— Your objective —
Could you render the data between the lines holding "Each instance receives one keypoint. Tag the yellow" and "<point>506,374</point>", inclusive, as a Markdown table with the columns Row and Line? Give each line its own numbered row and leave out any blank lines.

>> Begin Record set

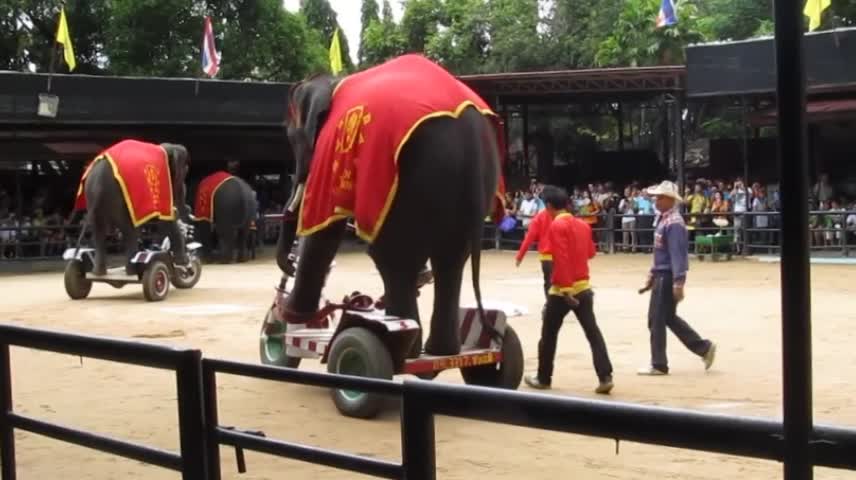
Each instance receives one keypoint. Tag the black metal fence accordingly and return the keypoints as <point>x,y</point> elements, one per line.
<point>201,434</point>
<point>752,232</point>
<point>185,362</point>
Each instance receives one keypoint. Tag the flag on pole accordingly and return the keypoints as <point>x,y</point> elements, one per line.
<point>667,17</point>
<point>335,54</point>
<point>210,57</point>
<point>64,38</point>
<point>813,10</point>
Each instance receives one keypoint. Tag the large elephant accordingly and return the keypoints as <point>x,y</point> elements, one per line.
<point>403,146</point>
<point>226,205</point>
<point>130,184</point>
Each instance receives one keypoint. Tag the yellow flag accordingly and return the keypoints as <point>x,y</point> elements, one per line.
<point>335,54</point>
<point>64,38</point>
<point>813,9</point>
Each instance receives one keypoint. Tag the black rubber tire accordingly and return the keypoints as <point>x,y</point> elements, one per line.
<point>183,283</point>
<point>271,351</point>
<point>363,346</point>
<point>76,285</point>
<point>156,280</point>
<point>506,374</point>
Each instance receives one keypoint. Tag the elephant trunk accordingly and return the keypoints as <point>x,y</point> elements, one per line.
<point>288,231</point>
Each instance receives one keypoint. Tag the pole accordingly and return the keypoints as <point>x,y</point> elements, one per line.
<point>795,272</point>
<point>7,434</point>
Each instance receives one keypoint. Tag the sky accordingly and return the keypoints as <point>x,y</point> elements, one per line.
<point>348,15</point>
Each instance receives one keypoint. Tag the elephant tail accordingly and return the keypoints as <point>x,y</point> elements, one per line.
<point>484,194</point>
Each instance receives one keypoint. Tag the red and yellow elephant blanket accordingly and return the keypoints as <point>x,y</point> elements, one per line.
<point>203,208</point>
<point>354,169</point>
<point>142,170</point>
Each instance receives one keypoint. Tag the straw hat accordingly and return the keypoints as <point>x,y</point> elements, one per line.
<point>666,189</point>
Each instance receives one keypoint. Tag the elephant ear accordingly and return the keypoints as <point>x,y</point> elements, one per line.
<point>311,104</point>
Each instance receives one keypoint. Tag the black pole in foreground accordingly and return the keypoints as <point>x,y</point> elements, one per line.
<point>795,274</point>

>> End Record set

— Response to the exercise —
| Row | Line |
|---|---|
| 1 | Each instance receives one keypoint. Tag the yellow flag accordingly and return the keypoints as <point>x,y</point> elements, one per line. |
| 2 | <point>335,54</point> |
| 3 | <point>64,38</point> |
| 4 | <point>813,9</point> |
| 5 | Each instance receives one keypoint. Tag the black rubber tire accordingly and return the keypoints as <point>x,y</point> elements, one per line. |
| 6 | <point>183,283</point> |
| 7 | <point>271,351</point> |
| 8 | <point>363,346</point> |
| 9 | <point>76,285</point> |
| 10 | <point>156,280</point> |
| 11 | <point>506,374</point> |